CONSIGNE DONNÉE A. D'après la réflexion sur le pardon, que sont souvent ceux qui pardonnent vraiment ?
CONSIGNE DONNÉE B. Prolongez la réflexion sur le pardon en reprenant à la suite de sa dernière phrase.

━━━ EXTRAIT DU TEXTE

Avec Jésus, la spirale de la violence qui défait les cœurs et les sociétés se mue en arc-en-ciel de paix. Comment a-t-on pu dire que sa mort apaisait le courroux divin, comme si Dieu était incapable de pardonner "soixante-dix fois sept fois", c'est-à-dire à l'infini ? Comme il faut se méfier de la brutalité des logiques humaines ! Jésus mettait fin à la suite dix fois millénaire des sacrifices sensés apaiser la colère divine. Il voulait être le premier-né d'une humanité nouvelle, celle du pardon de Dieu et des hommes, celle du pari sur l'amour seul.

Alors, à la suite du Christ, une seule question : Ai-je dû jamais pardonner ?  Quelqu'un m'a-t-il vraiment fait du mal ? Peut-être ne m'en suis-je pas aperçu ? Je ne sais... En tous les cas, serais-je capable de pardonner ? Admirons ceux qui en ont la générosité. Ceux qui pardonnent vraiment sont souvent des êtres blessés. Plutôt que d'étendre la contagion du mal, ils l'arrêtent à eux-mêmes. Ils en épuisent le venin. Plus étonnant encore, parfois : alors qu'ils pourraient garder le poing serré, les voilà qui ouvrent des mains généreuses. Singulière puissance des êtres magnanimes : au creuset de leurs cœurs, dans le bouillonnement des sentiments, la souffrance et la rancune finissent par être submergées par la bonté.

━━━━━━
━━━ DONNÉES

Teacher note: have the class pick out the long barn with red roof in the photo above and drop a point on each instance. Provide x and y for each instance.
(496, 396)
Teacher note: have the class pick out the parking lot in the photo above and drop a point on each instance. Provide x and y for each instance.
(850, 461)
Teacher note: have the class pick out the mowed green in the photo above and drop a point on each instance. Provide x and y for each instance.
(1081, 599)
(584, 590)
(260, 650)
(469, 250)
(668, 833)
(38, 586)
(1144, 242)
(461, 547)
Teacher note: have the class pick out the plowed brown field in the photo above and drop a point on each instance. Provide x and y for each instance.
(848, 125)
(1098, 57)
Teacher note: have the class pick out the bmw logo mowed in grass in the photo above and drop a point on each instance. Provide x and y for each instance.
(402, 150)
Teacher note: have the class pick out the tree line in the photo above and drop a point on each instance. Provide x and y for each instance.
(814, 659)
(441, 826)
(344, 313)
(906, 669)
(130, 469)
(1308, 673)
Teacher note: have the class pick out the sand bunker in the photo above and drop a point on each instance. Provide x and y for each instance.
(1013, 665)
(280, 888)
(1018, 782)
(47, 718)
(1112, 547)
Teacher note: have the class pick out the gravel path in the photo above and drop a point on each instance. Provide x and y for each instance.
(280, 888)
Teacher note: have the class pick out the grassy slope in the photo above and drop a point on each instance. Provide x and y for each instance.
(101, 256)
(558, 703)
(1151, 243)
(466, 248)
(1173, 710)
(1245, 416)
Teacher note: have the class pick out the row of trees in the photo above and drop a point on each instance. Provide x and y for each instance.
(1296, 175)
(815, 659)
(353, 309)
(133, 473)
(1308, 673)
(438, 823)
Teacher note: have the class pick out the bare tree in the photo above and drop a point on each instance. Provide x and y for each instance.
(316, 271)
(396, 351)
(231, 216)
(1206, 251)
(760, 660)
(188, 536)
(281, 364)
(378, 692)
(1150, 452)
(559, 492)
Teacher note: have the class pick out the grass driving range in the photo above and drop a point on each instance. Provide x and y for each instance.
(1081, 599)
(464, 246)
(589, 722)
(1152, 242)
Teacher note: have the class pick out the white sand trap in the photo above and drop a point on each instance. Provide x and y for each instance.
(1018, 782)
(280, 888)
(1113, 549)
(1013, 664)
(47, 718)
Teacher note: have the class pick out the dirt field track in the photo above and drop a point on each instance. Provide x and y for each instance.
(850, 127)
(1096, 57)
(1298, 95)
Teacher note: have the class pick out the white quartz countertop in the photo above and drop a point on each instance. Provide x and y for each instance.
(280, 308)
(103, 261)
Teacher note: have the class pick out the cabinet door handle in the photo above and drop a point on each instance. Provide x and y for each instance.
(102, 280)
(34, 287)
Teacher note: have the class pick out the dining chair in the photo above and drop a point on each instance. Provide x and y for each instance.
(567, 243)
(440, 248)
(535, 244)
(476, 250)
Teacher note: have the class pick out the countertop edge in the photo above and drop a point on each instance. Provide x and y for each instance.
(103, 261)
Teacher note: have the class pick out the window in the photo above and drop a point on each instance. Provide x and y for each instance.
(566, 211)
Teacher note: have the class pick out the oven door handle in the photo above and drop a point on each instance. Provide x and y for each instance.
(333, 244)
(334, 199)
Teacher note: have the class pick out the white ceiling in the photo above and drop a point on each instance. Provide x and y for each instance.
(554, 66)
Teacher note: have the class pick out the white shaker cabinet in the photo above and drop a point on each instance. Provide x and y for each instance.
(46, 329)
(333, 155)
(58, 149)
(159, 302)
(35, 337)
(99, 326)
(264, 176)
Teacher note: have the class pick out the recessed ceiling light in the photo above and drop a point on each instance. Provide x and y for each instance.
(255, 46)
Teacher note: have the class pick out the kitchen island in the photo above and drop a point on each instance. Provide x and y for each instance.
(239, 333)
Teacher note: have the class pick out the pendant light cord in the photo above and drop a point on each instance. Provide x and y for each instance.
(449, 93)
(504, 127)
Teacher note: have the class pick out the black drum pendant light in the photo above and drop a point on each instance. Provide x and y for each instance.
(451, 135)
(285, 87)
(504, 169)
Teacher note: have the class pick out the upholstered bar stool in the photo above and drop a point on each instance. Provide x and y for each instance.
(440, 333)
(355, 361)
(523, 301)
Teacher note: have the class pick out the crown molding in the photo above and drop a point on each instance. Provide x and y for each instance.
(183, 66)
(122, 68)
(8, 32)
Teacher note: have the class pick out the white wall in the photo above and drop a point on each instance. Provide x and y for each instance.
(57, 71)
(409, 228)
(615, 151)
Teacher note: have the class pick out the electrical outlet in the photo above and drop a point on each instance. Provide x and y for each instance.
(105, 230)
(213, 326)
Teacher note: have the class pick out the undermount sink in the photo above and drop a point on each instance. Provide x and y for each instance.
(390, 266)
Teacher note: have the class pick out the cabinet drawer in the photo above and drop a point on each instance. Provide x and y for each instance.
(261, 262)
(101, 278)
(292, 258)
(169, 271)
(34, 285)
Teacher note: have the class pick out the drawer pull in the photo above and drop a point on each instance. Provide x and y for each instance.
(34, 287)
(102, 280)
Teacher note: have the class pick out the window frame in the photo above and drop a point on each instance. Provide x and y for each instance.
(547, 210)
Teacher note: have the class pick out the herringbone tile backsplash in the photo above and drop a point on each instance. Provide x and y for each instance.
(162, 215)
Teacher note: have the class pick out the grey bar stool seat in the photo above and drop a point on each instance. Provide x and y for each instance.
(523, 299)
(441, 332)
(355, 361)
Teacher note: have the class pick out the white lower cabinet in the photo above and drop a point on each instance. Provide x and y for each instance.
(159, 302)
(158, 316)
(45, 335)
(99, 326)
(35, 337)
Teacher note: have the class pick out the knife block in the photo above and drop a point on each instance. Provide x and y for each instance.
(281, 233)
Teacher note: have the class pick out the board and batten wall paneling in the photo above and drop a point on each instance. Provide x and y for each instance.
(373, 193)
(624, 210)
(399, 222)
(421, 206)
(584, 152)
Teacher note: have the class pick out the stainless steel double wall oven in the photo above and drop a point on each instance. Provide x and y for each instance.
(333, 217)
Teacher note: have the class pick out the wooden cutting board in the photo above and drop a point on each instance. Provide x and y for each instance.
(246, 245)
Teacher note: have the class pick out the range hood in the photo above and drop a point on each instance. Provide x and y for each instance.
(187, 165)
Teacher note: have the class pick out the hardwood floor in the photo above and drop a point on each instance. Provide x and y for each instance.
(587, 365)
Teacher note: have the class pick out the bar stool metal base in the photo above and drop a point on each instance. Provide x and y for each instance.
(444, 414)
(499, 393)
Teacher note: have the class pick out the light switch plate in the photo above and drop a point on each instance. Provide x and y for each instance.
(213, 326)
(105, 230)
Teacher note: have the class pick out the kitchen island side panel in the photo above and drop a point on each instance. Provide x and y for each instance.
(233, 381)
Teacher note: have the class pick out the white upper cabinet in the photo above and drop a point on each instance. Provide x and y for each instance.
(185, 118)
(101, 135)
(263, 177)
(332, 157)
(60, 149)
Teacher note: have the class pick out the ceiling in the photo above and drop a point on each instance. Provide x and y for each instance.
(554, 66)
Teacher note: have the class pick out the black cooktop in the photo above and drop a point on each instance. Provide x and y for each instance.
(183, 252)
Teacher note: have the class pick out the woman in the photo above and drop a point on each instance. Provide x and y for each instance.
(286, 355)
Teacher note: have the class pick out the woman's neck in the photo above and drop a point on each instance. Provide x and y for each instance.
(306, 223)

━━━━━━

RÉPONSE CORRECTE A. Ce sont souvent des êtres blessés.

RÉPONSE CORRECTE B.
Cette transmutation, souvent crucifiante, qui s'accomplit dans le secret, est l'acte le plus humain, le plus puissant qu'il soit donné aux hommes d'accomplir, à la suite du Christ. L'événement qui aurait pu faire grandir la brutalité dans le monde sert à la croissance de l'amour. Ceux qui pardonnent transfigurent leur propre blessure ; et ils guérissent, là où ils sont, cette plaie qui court sur le visage de l'humanité et qui la défigure depuis ses origines en tout lieu de la terre, cette plaie de la violence rancunière.

Nous avons fêté dernièrement la "Croix glorieuse" du Christ et Marie, "Notre Dame des douleurs". Que Marie qui était au pied de la croix nous aide à toujours regarder son Fils qui sans cesse répète éternellement : "Père, pardonnez-leur !".